Mr. Breen Goes To the Village


Welcome back, Mr. Breen!

FilmAffinity USA/UK

Although it’s pretty gentrified nowadays, Greenwich Village has a reputation for counter-culturalism and being a haven for artists and other creative types. It’s always been a tempting setting for a story, even during the Production Code Era, when an undiluted bohemian Village didn’t exactly meet Mr. Breen’s standards. 20th Century Fox brought it to the screen, though, in their 1944 film, Greenwich Village.

It’s 1922. Ken Harvey (Don Ameche) is a composer from Kansas who’s in Manhattan to shop his concerto around to various conductors and publishers. He takes a tourist bus to the Village and finds a nightclub called Danny’s Den, where Querida (Carmen Miranda) and Bonnie (Vivian Blaine) are dazzling the crowd. Danny (William Bendix), the owner, is on the watch for poachers. Florenz Ziegfeld is after Bonnie for his new show, and Danny’s very protective. He’s cooking up his own show and wants Bonnie to star in it.

Ken’s not in Kansas anymore.

Ken walks Bonnie home, which isn’t much of a jaunt, seeing as she lives in the apartment building next to Danny’s Den. He’s about to leave when he sees Bonnie has a piano, so he noodles around a little, but before he and Bonnie can visit too much the Danny’s Den crowd accidentally-on-purpose drops by with food and liquor. Soon the absinthe is flowing and Ken is part of a chorus bellowing “When You Wore A Tulip” around the punch bowl.

In fact, Ken has such a good time that no one can find him. Bonnie calls Querida as they’re both getting ready to go to sleep because she’s worried about where Ken’s gone off to. Little does she know he’s passed out behind her sofa.

Naughty, naughty! Well, in his defense, Ken is hung over.

Ken wakes up a few hours later and staggers around Bonnie’s apartment, still fairly plastered and looking for any leftover spirits. He’s so out of it that he drinks the water out of a vase of flowers. Then he climbs into bed next to Bonnie, who must be a heavy sleeper, because having a guy in her bed doesn’t rouse her even the teensiest bit. Ken lumbers out of bed again and plops back down behind the sofa.

The next morning, Bonnie is making breakfast. Querida comes by, and they freak out when Ken rises out of his hiding place. Speaking of freakouts, Danny gets a start when he drops in and sees Ken, but he gets over that pretty quickly. He’s got a tune in his head that he thinks will work for their show, and he sits down and picks it out. Awkwardly enough, it’s the melody from Ken’s concerto, which he obligingly plays for them.

Sound familiar?

Ken’s concerto is a flowery, flowy version of “Whispering,” which was originally recorded in 1920 by the Paul Whiteman Orchestra and considered to be the song that kickstarted the Jazz Age. It’s woven throughout the film, with and without the lyrics. It can get a little predictable, but hey, the song fits the time period, so it’s all good.

⁂

=== JOBS ===
1. According to the review of the film Greenwich Village, what is the name of the nightclub Ken finds in the Village?
2. List every actor the Greenwich Village review names in parentheses beside a character.
3. Pick up the Greenwich Village film review after its final sentence and keep writing it.

Point annotation dataset records

⁂

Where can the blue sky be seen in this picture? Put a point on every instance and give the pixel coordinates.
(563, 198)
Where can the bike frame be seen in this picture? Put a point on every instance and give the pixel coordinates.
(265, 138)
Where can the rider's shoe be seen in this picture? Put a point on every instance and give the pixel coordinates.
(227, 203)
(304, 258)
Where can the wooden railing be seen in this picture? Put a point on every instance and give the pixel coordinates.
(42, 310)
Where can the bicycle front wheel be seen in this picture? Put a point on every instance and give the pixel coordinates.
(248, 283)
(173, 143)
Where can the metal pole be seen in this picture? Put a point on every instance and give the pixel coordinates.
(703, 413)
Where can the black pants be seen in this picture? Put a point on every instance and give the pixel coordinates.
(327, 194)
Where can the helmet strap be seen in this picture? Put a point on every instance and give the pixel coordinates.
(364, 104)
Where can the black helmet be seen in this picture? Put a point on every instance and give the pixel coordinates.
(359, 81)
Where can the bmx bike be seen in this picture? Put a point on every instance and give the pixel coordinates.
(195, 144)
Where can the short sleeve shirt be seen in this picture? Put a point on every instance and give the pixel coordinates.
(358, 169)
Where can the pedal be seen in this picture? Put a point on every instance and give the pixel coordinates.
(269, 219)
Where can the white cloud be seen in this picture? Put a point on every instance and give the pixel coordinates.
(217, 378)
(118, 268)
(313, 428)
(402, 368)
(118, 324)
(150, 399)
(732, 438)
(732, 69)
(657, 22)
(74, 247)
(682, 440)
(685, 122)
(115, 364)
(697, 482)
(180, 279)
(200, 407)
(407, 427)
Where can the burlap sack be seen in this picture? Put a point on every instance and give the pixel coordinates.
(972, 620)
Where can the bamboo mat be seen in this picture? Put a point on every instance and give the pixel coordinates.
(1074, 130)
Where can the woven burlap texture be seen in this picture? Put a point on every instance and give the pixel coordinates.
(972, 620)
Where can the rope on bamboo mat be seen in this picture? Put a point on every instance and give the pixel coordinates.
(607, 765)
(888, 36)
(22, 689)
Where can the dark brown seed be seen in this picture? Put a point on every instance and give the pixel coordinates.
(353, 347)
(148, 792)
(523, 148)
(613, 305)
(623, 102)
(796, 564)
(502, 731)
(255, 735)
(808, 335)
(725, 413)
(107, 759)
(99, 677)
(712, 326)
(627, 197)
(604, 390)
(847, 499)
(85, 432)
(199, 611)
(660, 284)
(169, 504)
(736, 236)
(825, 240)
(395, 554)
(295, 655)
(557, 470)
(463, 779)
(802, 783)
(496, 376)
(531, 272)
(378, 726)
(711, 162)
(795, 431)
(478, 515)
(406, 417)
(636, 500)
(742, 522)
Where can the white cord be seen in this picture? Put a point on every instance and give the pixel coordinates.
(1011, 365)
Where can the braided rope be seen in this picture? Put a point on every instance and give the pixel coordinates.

⁂

=== ANSWERS FOR THE EXERCISE ===
1. Danny's Den

2. Don Ameche, Carmen Miranda, Vivian Blaine, William Bendix

3.
Anyway, while this is going on, another one of Danny’s crowd, Hofer (Felix Bressart) is uptown talking to his former employer, famed conductor Kavosky (Emil Rameau) and trying to convince him to hear Ken’s concerto. Kavosky agrees on the condition that Hofer quit pestering him for money.

Could you say no to this face? Yes. Yes, you could.

Back in the Village, Danny is hosting a big charity costume ball to raise money for his show, and it goes over like gangbusters. The only one who’s slightly gloomy is Ken, who’s apprehensive about playing his concerto for Kavosky. Bonnie reassures Ken that he deserves it.

Danny’s skeptical when he finds out Hofer is the one spearheading Ken and Kavosky’s collaboration, because Hofer’s a notorious scam artist. He’s all set to out him when he sees Ken and Bonnie kissing, which turns Danny into the Green-eyed Monster.

“It’s all for art’s sake.”

Greenwich Village, like most 20th Century Fox musicals, doesn’t have much of a plot. Hofer’s scheme and Danny’s impending show are the biggest conflicts, and nothing can ever stay really dismal. The music in the film is terrific, consisting mostly of turn-of-the-century pieces like “Swingin’ Down the Lane.” Again, as was typical of Fox musicals, the music doesn’t advance the plot. Characters typically have to have a stage under their feet before they can sing. That’s not a bad thing, though–these musicals are generally pleasing romps that no one expects to get especially deep.

The film’s title character, Greenwich Village, had to be toned down considerably to keep the Production Code folks happy. The real place was a haven for writers, artists, musicians and singers, who helped each other refine their crafts. It was also a haven for free love and those who approved of free love, such as Edna St. Vincent Millay. Most were poor and couldn’t always pay their rent, but that didn’t stop them from making the Village a busy, colorful place.

You never know who you’ll meet at a bar.

We don’t find much of what made the Village avant garde, although there is an androgynous woman sitting next to Ken at the bar when he arrives at Danny’s Den. The first morning shown in the movie has people shaking rugs out of their windows and doing everyday morning chores like the Village is any ordinary neighborhood. The music is bright and cheerful, and it’s so clean it’s like an old Disney movie. I half-expected to see little birdies trilling on window sills. Then a guy in a robe gets ecstatic because his book has been banned in Boston. “I have arrived, I’m a success,” he says, his eyes dancing.

Yeah, Greenwich. We see you. 🙂

Follies chorus girls, 1920s. (Amazon)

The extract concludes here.